• ARTICLE:
+++

- Born: Robert William Bemer February 8, 1920 Sault Ste. Marie, Michigan, US
- Died: June 22, 2004 (aged 84) Possum Kingdom Lake, Texas, US
- Education: Albion College (B.A., Mathematics, 1940) Cranbrook Kingswood School
- Known for: Early work as a computer pioneer, standardizing ASCII
- Scientific career
- Fields: Computer science
- Institutions: Douglas Aircraft Company, RAND Corporation, IBM, UNIVAC – Sperry Rand, Bull, General Electric, Honeywell
- Website: bobbemer.com

= Bob Bemer =

American aerospace engineer (1920–2004)

Robert William Bemer (February 8, 1920 – June 22, 2004) was a computer scientist best known for his work at IBM during the late 1950s and early 1960s.

== Early life and education ==
Born in Sault Ste. Marie, Michigan, Bemer graduated from Cranbrook Kingswood School in 1936 and took a Bachelor of Arts (B.A.) in mathematics at Albion College in 1940. He earned a certificate in aeronautical engineering at Curtiss-Wright Technical Institute in 1941.

== Career ==
Bemer began his career as an aerodynamicist at Douglas Aircraft Company in 1941, then worked for RAND Corporation from 1951, IBM from 1957, UNIVAC – Sperry Rand in 1965, Bull from 1965, General Electric from 1970, and Honeywell from 1974.

+++

• SUPPLIED RECORDS:
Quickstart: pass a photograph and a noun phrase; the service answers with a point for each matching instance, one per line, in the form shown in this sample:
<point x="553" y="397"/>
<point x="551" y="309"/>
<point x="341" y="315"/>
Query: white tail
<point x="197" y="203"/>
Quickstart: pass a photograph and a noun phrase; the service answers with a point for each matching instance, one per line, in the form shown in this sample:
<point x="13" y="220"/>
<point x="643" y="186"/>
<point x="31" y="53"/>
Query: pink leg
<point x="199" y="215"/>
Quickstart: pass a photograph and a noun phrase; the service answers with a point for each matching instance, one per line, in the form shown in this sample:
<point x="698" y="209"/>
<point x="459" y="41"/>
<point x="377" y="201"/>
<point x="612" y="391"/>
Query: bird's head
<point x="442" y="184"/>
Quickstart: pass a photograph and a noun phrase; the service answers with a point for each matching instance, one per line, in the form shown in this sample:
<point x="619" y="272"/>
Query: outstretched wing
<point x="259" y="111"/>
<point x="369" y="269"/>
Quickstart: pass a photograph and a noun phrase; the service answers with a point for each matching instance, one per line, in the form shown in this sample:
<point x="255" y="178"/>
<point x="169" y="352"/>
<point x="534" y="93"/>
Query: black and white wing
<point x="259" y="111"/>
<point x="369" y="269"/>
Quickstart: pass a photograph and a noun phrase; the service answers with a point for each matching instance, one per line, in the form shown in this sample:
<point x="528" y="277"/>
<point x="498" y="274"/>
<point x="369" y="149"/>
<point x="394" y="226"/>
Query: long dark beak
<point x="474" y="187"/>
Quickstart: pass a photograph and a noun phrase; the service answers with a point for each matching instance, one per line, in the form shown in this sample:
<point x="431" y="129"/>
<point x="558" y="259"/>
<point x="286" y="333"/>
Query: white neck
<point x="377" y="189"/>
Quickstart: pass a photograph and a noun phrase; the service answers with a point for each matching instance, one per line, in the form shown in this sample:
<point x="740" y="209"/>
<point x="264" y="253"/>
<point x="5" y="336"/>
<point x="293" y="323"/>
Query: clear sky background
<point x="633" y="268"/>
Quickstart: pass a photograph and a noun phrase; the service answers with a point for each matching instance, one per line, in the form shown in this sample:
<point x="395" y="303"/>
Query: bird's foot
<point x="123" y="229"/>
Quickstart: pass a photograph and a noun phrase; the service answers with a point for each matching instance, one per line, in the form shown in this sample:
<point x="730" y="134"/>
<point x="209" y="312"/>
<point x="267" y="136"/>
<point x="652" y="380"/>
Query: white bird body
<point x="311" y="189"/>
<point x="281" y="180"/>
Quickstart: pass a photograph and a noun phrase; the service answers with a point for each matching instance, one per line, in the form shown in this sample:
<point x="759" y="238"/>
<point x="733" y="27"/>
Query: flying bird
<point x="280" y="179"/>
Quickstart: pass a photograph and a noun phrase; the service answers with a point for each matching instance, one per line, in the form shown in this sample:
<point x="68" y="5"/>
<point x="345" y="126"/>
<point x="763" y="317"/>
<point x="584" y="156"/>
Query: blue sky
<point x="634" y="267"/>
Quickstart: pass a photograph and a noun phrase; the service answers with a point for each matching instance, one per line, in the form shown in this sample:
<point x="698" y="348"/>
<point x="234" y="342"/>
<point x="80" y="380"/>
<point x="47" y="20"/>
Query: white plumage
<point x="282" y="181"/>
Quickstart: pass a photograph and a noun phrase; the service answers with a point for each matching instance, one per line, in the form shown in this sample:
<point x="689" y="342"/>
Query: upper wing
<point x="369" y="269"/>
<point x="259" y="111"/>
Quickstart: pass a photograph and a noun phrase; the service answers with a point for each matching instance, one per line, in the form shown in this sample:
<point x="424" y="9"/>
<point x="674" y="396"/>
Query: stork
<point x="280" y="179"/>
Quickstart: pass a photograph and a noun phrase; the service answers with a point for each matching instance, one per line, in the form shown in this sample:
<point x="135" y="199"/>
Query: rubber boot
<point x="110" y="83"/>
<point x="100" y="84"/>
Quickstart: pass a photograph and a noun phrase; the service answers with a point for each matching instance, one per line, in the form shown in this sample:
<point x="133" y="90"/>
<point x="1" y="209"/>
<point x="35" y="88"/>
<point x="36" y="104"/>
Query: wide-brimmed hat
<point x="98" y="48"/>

+++

Retype the part of the Bob Bemer article starting at "Robert William Bemer (February" and ending at "and early 1960s.". The items come from a separate source.

Robert William Bemer (February 8, 1920 – June 22, 2004) was a computer scientist best known for his work at IBM during the late 1950s and early 1960s.